Stored items:
====================

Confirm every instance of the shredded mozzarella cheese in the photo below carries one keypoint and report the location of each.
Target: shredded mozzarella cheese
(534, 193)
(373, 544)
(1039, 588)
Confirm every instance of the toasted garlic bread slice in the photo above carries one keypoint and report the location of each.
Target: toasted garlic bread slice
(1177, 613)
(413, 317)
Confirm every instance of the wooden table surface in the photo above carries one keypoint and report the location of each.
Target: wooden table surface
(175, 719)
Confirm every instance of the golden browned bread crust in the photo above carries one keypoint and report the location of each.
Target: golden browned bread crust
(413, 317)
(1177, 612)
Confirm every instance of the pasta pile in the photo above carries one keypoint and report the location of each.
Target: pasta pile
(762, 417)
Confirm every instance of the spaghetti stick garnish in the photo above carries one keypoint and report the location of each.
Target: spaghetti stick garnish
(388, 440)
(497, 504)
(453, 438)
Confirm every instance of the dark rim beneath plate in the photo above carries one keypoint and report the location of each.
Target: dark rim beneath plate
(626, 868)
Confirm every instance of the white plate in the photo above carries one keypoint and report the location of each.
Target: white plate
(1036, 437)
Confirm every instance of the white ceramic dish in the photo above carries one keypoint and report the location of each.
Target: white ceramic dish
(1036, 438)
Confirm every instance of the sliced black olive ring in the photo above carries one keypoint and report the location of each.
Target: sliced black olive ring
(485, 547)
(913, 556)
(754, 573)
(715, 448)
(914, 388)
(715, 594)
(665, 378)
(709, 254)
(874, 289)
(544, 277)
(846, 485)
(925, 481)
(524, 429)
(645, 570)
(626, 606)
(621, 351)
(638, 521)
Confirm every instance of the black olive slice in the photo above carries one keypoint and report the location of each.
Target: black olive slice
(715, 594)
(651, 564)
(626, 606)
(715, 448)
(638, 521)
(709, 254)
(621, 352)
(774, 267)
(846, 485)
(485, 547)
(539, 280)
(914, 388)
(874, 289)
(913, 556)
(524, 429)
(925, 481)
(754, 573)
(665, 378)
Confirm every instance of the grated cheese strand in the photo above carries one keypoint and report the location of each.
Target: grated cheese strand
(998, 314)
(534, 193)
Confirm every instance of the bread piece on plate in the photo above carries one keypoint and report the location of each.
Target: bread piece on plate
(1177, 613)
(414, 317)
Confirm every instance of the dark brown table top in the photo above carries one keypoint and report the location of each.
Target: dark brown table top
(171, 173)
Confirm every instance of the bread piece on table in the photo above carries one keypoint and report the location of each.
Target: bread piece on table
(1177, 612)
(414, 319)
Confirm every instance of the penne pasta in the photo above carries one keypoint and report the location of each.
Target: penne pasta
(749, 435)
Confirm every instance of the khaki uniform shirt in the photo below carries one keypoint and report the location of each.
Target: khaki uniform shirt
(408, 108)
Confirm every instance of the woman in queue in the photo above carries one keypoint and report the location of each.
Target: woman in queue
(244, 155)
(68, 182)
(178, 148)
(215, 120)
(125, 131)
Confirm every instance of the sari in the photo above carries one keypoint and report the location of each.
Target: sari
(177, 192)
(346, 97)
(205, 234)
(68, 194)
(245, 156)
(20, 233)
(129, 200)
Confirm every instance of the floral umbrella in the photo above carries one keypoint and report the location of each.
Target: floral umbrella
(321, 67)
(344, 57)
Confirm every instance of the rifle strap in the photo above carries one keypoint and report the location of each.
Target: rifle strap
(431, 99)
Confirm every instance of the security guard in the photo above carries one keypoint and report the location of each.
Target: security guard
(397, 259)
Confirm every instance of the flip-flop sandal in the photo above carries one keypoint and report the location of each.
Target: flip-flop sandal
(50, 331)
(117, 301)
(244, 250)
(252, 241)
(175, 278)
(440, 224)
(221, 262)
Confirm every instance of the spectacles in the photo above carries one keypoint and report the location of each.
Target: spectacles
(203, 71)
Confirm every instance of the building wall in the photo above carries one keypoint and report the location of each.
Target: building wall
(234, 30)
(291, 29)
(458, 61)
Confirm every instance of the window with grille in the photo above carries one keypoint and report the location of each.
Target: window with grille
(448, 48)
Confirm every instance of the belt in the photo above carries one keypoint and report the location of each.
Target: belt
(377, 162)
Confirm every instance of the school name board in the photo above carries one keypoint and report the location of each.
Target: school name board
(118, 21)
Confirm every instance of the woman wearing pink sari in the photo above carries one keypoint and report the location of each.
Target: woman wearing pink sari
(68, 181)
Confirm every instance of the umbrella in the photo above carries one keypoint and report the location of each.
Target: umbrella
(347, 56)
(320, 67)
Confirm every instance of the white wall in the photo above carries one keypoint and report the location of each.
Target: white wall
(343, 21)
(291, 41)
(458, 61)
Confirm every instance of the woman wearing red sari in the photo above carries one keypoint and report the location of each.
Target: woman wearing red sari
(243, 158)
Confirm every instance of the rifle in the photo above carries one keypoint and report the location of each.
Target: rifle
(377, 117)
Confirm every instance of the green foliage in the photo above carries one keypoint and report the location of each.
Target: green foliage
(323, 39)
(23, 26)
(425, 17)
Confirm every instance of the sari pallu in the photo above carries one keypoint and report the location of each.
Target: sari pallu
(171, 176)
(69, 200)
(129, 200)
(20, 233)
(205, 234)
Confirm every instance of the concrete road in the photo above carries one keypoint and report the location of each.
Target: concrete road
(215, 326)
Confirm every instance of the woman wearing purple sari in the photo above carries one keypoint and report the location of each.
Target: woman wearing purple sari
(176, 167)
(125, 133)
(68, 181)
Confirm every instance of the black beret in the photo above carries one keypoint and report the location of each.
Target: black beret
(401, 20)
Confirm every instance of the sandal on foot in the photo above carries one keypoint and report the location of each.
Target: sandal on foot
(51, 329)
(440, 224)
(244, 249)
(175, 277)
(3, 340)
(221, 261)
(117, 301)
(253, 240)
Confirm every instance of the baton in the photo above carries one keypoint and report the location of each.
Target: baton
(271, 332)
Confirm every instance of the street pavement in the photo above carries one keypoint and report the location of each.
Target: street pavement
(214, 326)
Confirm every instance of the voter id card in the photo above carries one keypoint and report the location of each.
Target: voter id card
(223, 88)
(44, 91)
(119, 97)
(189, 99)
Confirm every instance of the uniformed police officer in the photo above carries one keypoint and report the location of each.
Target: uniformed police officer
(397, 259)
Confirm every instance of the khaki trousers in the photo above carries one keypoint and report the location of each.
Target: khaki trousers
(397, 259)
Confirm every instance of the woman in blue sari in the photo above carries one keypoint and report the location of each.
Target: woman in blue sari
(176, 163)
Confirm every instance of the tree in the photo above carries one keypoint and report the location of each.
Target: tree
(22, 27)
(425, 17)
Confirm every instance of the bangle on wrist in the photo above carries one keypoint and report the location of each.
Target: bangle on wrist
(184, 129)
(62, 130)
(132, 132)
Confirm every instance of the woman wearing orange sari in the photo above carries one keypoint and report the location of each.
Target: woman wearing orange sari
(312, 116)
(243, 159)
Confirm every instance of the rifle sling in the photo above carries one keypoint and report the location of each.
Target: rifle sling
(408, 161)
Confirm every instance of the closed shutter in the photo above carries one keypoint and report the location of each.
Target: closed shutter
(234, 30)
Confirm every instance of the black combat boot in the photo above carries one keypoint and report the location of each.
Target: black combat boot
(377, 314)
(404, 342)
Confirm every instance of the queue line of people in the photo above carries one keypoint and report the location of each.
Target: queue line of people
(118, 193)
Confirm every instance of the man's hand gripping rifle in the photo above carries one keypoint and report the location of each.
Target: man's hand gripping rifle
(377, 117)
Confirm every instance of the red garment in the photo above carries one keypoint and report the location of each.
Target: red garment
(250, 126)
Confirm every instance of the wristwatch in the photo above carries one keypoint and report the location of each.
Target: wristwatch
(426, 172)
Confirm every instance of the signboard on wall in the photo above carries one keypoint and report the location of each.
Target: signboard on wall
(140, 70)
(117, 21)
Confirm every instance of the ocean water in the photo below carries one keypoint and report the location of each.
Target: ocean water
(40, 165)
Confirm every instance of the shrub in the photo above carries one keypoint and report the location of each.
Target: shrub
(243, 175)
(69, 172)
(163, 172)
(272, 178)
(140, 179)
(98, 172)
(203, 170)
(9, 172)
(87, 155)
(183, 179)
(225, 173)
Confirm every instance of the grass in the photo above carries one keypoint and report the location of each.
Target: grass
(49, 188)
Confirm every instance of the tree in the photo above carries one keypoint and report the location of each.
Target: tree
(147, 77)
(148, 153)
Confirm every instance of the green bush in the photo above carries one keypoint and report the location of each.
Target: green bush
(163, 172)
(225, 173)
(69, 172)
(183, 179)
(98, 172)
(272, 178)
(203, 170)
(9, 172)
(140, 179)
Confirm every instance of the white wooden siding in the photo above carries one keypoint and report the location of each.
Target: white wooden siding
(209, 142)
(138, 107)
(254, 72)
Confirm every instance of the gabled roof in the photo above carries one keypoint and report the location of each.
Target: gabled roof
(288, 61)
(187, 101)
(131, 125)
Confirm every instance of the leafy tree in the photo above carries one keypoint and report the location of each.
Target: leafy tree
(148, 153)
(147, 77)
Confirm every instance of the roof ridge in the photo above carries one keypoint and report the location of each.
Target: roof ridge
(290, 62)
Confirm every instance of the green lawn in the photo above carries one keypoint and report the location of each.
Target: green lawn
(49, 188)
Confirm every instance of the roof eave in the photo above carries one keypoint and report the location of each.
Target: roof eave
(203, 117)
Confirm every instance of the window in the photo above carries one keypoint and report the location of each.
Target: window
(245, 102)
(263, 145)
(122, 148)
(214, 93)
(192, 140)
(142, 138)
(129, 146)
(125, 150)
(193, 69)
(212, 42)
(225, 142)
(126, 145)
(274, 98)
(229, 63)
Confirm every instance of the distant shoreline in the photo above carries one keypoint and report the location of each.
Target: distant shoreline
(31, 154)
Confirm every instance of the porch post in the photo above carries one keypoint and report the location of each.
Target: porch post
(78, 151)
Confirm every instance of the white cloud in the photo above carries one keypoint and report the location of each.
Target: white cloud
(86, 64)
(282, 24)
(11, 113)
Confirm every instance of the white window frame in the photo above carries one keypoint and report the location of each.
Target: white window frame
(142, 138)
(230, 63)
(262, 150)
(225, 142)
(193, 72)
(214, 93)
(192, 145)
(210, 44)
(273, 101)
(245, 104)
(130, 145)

====================

* _Given exercise_:
Starting at the line that contains "Confirm every instance of the green lawn", repeat each line exactly through the last one in the listing. Include both of those lines and nothing more.

* _Written answer_:
Confirm every instance of the green lawn in the photo above carries one keypoint and report the location of each.
Target: green lawn
(49, 188)
Confirm every instance of the roof eave in the photo above carries one keypoint and report the location of each.
Target: roof eave
(203, 117)
Confirm every instance of the window in the photo above carries one keypoint and report the location of each.
Target: window
(245, 102)
(263, 145)
(122, 148)
(214, 93)
(192, 140)
(142, 138)
(129, 146)
(125, 150)
(193, 69)
(212, 42)
(225, 142)
(126, 145)
(274, 98)
(229, 63)
Confirm every instance of the distant shoreline in the photo above carries one keypoint and report the location of each.
Target: distant shoreline
(31, 154)
Confirm every instance of the porch post in the photo above carries one keypoint and report the location of each.
Target: porch post
(78, 151)
Confirm every instance of the white cloud in the photo above carries one keypoint and report the location of each.
Target: white cloud
(86, 64)
(282, 24)
(11, 113)
Confirm every instance of the white window frame in the photo above carries one keypoint and report the location of each.
Target: white window frame
(142, 138)
(230, 63)
(262, 150)
(225, 142)
(193, 72)
(214, 93)
(192, 145)
(210, 44)
(273, 101)
(245, 104)
(130, 145)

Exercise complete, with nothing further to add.